## Satırlar
------------------------------------------------
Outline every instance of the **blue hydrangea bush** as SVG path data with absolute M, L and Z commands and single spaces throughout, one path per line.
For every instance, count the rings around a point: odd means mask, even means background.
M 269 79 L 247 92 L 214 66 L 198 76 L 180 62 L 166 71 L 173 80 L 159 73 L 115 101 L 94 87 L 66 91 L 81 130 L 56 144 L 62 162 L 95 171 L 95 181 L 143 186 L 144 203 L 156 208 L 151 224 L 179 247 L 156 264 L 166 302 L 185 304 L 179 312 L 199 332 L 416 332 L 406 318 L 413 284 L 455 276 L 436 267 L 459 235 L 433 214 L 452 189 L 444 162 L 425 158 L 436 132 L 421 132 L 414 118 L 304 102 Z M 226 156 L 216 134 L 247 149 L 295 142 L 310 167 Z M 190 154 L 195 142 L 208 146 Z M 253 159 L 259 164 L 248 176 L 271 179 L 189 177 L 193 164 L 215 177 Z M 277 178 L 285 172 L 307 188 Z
------------------------------------------------
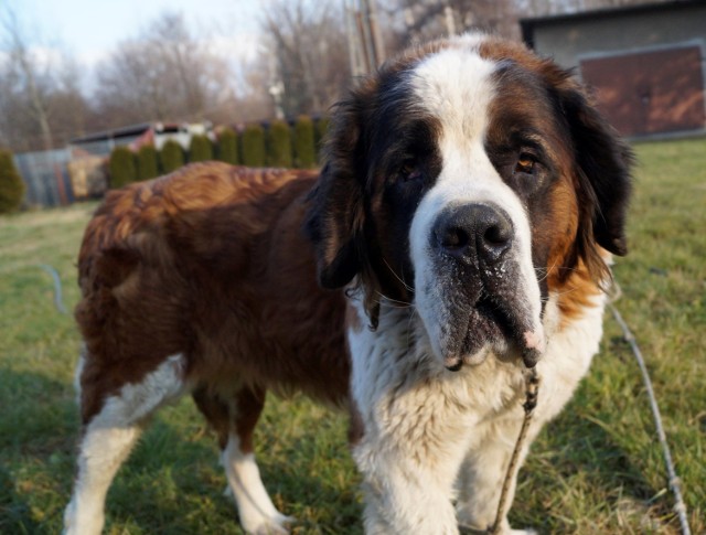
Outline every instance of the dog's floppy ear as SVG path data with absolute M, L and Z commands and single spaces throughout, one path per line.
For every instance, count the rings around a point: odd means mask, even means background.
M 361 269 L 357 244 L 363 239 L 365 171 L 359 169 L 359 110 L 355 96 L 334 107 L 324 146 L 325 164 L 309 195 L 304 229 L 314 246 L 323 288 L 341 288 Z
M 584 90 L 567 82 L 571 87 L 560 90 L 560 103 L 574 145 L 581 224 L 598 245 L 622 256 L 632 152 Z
------------------------------------------------
## Görev Gereksinimleri
"Outline every instance of the dog's" ifadesini içeren satırdan "M 584 90 L 567" ifadesini içeren satıra kadar (bu satır dahil) olan satırları, "floppy ear" ifadesini "pointed ear" ile değiştirerek güncelleyiniz ve başka hiçbir şeyi değiştirmeden yalnızca bu satırları veriniz.

## Göreve Yanıt
Outline every instance of the dog's pointed ear as SVG path data with absolute M, L and Z commands and single spaces throughout, one path per line.
For every instance, count the rings around a point: odd means mask, even means background.
M 361 269 L 357 244 L 363 239 L 365 171 L 359 169 L 359 110 L 355 96 L 334 107 L 324 146 L 325 164 L 309 195 L 304 229 L 314 246 L 323 288 L 341 288 Z
M 584 90 L 567 82 L 571 87 L 560 90 L 560 103 L 574 145 L 581 224 L 598 245 L 622 256 L 632 152 Z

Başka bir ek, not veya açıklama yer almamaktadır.